_Página_
Para afrontar la actual escalada de desconcierto social, es urgente que se imponga una reflexión que permita ordenar la realidad para que, descubriendo su sentido, alcancemos el equilibrio vital
Despedimos, prácticamente, el año con una nueva y generosa colaboración de Pedro Paricio Aucejo, a quien le agradezco mucho que me facilite disfrutar un poco más de la familia y del ocio navideño y de fin de año; mi familia también le da las gracias…
Él sabe bien que lo que “se come en tres minutos” no suele “cocinarse” exactamente en tres. Así que, gracias de corazón, Pedro. Gracias por esta interesante entrada que comienza por un canguro y… salta y se eleva −y nos “lleva”− a otro nivel intelectual: aquí hay… sustancial sustancia. ¡Y valga la redundancia!

_Enunciado A_
Repite sin cambios los registros desde el principio hasta la línea que contiene "<point>235,265</point>", esta incluida.

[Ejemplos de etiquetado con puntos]
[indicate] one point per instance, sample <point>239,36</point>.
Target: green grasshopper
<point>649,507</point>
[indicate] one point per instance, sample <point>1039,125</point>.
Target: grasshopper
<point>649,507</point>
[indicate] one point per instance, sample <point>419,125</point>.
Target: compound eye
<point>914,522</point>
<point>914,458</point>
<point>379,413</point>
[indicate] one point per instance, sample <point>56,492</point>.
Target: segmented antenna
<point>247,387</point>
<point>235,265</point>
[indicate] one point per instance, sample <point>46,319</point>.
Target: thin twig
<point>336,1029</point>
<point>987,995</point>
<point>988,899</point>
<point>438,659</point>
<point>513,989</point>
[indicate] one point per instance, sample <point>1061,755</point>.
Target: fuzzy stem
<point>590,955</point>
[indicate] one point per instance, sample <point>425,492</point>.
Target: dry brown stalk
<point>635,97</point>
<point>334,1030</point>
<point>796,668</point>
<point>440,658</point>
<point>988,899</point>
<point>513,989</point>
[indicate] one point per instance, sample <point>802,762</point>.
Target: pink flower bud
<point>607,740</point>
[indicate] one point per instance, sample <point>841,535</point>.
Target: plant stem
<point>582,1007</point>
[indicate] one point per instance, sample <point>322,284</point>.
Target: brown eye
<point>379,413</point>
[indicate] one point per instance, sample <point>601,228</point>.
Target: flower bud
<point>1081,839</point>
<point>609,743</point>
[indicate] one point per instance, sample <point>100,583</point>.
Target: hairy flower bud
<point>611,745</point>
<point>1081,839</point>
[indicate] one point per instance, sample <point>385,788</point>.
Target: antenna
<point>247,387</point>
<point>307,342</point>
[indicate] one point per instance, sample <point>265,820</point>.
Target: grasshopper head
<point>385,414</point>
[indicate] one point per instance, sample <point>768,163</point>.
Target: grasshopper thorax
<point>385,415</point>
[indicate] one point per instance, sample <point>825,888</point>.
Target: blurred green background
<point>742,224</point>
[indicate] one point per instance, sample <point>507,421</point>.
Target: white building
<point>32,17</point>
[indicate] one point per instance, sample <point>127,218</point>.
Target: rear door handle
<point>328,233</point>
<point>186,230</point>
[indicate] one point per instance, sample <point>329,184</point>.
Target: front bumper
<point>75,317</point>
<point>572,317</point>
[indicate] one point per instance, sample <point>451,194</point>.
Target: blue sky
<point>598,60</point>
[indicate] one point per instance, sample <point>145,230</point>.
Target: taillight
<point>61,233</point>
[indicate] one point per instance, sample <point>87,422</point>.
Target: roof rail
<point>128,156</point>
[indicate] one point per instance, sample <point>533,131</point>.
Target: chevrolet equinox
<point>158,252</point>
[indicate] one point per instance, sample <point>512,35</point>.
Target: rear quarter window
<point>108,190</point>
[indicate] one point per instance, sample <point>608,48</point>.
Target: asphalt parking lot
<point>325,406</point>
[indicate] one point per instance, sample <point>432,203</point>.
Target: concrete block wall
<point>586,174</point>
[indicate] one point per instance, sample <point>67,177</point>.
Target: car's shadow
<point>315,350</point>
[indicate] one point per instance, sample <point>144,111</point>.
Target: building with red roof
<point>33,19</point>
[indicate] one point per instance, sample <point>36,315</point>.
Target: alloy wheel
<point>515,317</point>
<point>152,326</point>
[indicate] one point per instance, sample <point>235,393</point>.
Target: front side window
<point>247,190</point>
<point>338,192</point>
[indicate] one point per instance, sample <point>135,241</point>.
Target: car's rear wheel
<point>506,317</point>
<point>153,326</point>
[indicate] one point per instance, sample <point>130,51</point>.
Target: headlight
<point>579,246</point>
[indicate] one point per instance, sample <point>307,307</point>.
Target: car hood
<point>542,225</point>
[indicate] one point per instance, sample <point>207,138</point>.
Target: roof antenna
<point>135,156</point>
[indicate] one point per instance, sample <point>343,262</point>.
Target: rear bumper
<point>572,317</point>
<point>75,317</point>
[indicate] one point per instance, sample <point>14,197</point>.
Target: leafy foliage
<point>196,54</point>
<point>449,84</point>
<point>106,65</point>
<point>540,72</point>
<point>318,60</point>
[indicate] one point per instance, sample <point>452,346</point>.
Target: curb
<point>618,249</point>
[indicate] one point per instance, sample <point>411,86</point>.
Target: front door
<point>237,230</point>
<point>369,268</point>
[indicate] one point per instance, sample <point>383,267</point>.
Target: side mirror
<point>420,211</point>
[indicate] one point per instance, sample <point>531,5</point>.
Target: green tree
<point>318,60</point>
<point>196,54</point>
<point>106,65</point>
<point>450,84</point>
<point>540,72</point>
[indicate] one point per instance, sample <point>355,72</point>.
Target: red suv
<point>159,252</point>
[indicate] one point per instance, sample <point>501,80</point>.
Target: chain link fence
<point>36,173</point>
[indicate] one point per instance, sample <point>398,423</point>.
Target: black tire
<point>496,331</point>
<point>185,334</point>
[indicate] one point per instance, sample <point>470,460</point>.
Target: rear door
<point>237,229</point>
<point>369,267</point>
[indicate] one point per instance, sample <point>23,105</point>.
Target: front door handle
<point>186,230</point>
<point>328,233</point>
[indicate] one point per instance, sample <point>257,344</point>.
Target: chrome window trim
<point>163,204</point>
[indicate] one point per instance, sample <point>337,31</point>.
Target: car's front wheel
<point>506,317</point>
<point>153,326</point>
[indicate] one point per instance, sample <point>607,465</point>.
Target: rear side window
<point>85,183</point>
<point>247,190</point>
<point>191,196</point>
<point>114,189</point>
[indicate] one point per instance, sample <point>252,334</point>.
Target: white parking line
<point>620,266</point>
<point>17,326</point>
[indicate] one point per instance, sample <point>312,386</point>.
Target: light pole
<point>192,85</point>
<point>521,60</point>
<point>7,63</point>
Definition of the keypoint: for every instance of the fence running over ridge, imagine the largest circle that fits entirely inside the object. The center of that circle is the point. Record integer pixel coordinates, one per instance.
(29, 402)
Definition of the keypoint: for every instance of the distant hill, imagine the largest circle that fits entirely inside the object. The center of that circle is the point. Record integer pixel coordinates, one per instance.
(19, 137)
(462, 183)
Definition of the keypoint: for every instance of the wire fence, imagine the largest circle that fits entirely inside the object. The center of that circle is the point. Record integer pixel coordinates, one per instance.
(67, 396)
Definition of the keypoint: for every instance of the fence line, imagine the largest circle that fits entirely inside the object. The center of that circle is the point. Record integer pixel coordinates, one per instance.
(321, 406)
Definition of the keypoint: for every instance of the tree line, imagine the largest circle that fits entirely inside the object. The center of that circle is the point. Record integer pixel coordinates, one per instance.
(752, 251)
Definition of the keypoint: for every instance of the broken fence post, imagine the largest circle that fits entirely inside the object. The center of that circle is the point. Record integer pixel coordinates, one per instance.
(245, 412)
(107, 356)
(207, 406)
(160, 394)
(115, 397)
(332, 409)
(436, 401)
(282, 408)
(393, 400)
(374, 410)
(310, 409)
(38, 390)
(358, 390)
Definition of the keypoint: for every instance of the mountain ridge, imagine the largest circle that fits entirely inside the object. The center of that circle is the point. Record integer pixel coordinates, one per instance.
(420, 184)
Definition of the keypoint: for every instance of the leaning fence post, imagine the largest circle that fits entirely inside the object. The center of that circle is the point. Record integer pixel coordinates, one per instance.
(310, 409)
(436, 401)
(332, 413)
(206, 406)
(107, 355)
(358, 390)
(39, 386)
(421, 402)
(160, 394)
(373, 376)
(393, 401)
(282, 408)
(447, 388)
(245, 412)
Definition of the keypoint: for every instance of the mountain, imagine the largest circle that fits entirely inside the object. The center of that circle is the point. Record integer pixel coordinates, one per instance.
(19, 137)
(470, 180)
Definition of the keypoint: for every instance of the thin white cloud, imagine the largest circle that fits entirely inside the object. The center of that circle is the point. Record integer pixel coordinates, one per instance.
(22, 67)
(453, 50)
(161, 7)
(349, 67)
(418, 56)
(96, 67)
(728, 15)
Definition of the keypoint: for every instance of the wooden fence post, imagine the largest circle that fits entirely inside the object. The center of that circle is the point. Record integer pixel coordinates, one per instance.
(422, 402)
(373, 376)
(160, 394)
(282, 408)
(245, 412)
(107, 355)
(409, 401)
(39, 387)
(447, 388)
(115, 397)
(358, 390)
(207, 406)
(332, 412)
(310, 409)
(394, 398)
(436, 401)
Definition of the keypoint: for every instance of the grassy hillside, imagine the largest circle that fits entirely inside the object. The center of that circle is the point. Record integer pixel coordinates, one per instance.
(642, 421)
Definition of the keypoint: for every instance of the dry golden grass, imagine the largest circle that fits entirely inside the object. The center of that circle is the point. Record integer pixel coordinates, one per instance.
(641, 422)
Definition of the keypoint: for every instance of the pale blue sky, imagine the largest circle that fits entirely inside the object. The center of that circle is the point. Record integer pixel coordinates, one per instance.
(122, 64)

_Enunciado B_
Reproduce íntegra y literalmente la página sobre la colaboración de Pedro Paricio Aucejo.

_Solución A_
[indicate] one point per instance, sample <point>239,36</point>.
Target: green grasshopper
<point>649,507</point>
[indicate] one point per instance, sample <point>1039,125</point>.
Target: grasshopper
<point>649,507</point>
[indicate] one point per instance, sample <point>419,125</point>.
Target: compound eye
<point>914,522</point>
<point>914,458</point>
<point>379,413</point>
[indicate] one point per instance, sample <point>56,492</point>.
Target: segmented antenna
<point>247,387</point>
<point>235,265</point>

_Solución B_
Para afrontar la actual escalada de desconcierto social, es urgente que se imponga una reflexión que permita ordenar la realidad para que, descubriendo su sentido, alcancemos el equilibrio vital
Despedimos, prácticamente, el año con una nueva y generosa colaboración de Pedro Paricio Aucejo, a quien le agradezco mucho que me facilite disfrutar un poco más de la familia y del ocio navideño y de fin de año; mi familia también le da las gracias…
Él sabe bien que lo que “se come en tres minutos” no suele “cocinarse” exactamente en tres. Así que, gracias de corazón, Pedro. Gracias por esta interesante entrada que comienza por un canguro y… salta y se eleva −y nos “lleva”− a otro nivel intelectual: aquí hay… sustancial sustancia. ¡Y valga la redundancia!